● WHAT YOU WILL DO:
Show every line in the records below that contains the word "rabbit".

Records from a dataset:
◇ ◇ ◇
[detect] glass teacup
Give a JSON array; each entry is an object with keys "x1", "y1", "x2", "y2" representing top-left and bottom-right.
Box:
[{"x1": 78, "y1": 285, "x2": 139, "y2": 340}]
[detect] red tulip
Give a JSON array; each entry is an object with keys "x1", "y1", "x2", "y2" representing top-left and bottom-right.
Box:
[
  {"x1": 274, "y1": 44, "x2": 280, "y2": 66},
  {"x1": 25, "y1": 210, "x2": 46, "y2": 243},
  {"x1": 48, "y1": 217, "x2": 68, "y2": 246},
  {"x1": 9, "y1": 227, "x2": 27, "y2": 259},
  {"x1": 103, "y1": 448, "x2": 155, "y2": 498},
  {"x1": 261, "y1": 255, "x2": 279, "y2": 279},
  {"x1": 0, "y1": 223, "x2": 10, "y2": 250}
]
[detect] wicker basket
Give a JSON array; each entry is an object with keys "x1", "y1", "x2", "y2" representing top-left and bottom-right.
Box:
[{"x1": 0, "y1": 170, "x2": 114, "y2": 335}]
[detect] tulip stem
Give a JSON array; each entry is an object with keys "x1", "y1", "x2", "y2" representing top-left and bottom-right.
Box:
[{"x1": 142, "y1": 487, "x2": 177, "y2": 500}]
◇ ◇ ◇
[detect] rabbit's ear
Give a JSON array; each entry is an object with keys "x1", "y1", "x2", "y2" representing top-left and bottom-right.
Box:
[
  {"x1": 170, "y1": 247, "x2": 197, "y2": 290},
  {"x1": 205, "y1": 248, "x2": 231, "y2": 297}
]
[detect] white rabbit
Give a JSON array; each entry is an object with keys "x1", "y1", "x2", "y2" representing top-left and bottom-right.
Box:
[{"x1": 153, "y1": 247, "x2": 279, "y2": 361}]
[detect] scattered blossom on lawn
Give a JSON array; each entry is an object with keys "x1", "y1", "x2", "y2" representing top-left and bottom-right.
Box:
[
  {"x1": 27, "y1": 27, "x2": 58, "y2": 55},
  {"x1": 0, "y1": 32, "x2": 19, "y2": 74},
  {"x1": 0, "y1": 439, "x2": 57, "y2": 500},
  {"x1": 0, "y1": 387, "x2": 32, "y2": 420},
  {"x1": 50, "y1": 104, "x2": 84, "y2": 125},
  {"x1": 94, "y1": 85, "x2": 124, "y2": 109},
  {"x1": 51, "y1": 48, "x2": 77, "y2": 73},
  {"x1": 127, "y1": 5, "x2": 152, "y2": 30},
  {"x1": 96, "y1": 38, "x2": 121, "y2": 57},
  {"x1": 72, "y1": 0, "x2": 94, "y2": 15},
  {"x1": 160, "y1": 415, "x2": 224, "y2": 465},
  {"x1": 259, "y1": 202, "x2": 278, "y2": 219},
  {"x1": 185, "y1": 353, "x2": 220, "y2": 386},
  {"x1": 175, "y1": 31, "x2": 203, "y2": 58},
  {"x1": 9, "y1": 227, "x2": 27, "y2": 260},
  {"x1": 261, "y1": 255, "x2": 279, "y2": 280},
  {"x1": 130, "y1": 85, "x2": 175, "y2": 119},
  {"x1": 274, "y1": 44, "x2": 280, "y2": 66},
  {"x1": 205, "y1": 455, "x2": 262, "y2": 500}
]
◇ ◇ ◇
● YOUR RESPONSE:
[detect] rabbit's ear
[detect] white rabbit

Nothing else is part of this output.